» Raw data
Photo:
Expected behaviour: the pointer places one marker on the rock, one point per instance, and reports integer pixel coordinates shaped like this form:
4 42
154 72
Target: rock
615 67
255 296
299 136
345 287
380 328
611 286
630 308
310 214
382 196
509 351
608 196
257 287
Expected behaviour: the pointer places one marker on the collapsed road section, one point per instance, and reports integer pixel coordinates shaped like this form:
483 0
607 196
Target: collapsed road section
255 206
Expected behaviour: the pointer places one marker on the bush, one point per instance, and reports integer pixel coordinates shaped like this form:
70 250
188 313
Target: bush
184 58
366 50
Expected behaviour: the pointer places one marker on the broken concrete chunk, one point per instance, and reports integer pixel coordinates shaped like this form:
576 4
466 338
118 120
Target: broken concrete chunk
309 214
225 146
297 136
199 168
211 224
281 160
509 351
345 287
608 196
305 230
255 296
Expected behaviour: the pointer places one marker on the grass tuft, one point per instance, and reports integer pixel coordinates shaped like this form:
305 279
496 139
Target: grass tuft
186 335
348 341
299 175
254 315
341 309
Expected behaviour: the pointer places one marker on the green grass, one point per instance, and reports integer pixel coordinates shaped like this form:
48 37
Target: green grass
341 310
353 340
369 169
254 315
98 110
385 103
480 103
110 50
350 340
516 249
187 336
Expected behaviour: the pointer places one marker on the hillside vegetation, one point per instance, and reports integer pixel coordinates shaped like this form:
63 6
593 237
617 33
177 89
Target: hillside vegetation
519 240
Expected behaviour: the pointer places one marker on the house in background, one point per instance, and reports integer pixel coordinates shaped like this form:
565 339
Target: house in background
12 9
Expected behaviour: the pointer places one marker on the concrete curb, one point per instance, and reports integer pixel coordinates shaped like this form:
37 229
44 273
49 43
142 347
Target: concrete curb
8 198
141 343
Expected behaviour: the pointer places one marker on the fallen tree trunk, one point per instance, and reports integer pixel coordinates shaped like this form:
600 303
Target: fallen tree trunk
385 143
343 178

» Problem statement
Would you transcribe the entire listing above without any deviation?

» Reply to the task
Photo:
Expected behaviour: the pointer places one marker on the rock, one point per instance, and reports integer pixel coordinates shaped like this form:
4 42
154 72
Target: rock
615 67
255 296
299 136
345 287
380 328
611 286
630 308
310 214
382 196
509 351
608 196
257 287
Expected behaviour: the pointer places one marker on the collapsed road section, one point per instance, and reports integer pixel coordinates shaped like this form:
483 0
607 196
Target: collapsed road section
255 206
Expected behaviour: the pointer places one marker on the bush, one point per instance, and reports integer pixel coordinates shaped like this form:
70 250
188 313
Target: bush
184 58
366 50
Expected behaviour: the pointer places one marker on the broken concrete chunk, one point per instance, and reports integer pixel coordinates shaped like this form:
576 4
466 338
118 120
Target: broken concrete chunk
309 214
225 146
297 136
199 168
211 224
281 160
509 351
345 287
608 196
305 230
255 296
Expected behaviour: the pointer places one marker on the grass tuft, one point per instance, and reports integer pixel coordinates shaped like this form:
305 279
496 139
Target: grass tuft
186 335
348 341
299 175
254 315
341 309
Expected behaviour: the pointer places one marker on the green grass, one point per instance, and reports integer pixel coordinates shaped like this form:
48 37
Target: green grass
341 310
353 340
369 169
254 315
98 110
385 103
480 103
110 50
350 340
516 249
187 336
Expected behaviour: the pointer places one marker on the hillside vegetation, one point per instance, and reports integer pixel coordinates shaped like this form:
63 6
593 237
617 33
177 89
Target: hillside vegetation
519 240
Expected behaviour: the pointer places one marker on the house in background, one point per instance, and reports integer pixel coordinates shaped like this form:
565 339
Target: house in background
12 9
Expected behaviour: the pointer places one marker on the concrete curb, one point per instance, and reports integer pixel coordinates shaped like this form:
37 229
44 273
49 43
142 347
Target: concrete curb
8 198
141 343
Expected behaviour: the pointer places one marker on the fallen tree trunk, one point per instance, and reports integer pixel coordinates shaped like this form:
600 303
Target: fallen tree trunk
385 143
343 178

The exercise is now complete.